• _What is being asked_
Put the items below into a numbered list, leaving out any blank lines.

• _Source data_
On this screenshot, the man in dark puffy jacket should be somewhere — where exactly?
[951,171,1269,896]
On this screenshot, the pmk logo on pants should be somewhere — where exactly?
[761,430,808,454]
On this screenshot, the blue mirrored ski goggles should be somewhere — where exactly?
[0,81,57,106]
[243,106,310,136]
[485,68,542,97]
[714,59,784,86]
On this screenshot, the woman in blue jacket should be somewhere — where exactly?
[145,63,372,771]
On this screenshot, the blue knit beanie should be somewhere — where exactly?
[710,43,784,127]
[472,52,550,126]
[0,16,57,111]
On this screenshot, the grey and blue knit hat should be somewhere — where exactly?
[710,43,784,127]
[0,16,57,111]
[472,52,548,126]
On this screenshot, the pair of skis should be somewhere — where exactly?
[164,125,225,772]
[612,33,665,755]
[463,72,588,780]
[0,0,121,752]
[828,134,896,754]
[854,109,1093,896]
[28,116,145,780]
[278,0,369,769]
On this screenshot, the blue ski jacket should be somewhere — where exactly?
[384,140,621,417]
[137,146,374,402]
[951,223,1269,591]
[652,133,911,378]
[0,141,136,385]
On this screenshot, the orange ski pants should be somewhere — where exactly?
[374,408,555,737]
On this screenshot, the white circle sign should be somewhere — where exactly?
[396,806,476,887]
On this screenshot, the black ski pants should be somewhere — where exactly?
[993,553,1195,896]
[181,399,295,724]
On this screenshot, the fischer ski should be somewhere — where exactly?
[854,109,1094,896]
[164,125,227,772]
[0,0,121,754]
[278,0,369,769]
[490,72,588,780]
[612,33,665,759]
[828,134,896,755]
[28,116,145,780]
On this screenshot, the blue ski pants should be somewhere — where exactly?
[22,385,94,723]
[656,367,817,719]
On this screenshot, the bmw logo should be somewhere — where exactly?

• _Worked answer_
1. On this screenshot, the man in dark puffy jacket should be somewhere — where exactly?
2. [951,171,1269,896]
3. On this screenshot, the pmk logo on pants should be somewhere — where exactly?
4. [761,430,808,454]
5. On this screenshot, the blue mirrored ski goggles should be somewhere — where exactly?
6. [0,81,57,106]
7. [243,106,310,136]
8. [485,68,542,97]
9. [714,59,784,86]
10. On this screenshot, the woman in blue jacket should be somewhere — where exactly?
11. [145,63,372,771]
12. On this screenshot, the blue knit beanie should be somewhere — where exactly?
13. [710,43,784,127]
14. [472,52,550,126]
15. [0,16,57,111]
16. On this screenshot, the grey and blue knit hat should be somewhere — where exactly?
17. [710,43,784,127]
18. [0,16,57,111]
19. [472,52,548,126]
20. On this screenshot, the pair of skis should be somewhere — where exactly?
21. [164,125,225,772]
22. [612,33,665,755]
23. [463,72,588,780]
24. [0,0,121,752]
25. [828,134,896,754]
26. [854,109,1093,896]
27. [28,116,145,780]
28. [278,0,369,769]
29. On this screenshot, the blue ski jacket should be somewhere — where exactly?
30. [384,140,621,417]
31. [137,146,374,402]
32. [951,223,1269,591]
33. [652,133,911,378]
34. [0,141,136,385]
35. On this screenshot, the orange ski pants should be somewhere — where exactly?
36. [374,408,555,737]
37. On this screenshot, the white circle sign should be somewhere — where exactly?
38. [396,806,476,887]
39. On this screenshot, the black ski pants should be somewhere — where exactly?
40. [993,553,1195,896]
41. [181,399,295,724]
42. On this screenshot, the fischer ski should be somewhere — where exactly?
43. [854,109,1094,896]
44. [164,125,227,772]
45. [0,0,121,754]
46. [278,0,369,769]
47. [490,72,588,780]
48. [612,33,665,759]
49. [828,134,896,755]
50. [28,116,145,780]
51. On this screenshot, the blue ski pants should be somewhere — where exactly?
52. [22,385,94,723]
53. [656,367,817,719]
54. On this screenshot, the bmw logo should be somewhere — where exactly?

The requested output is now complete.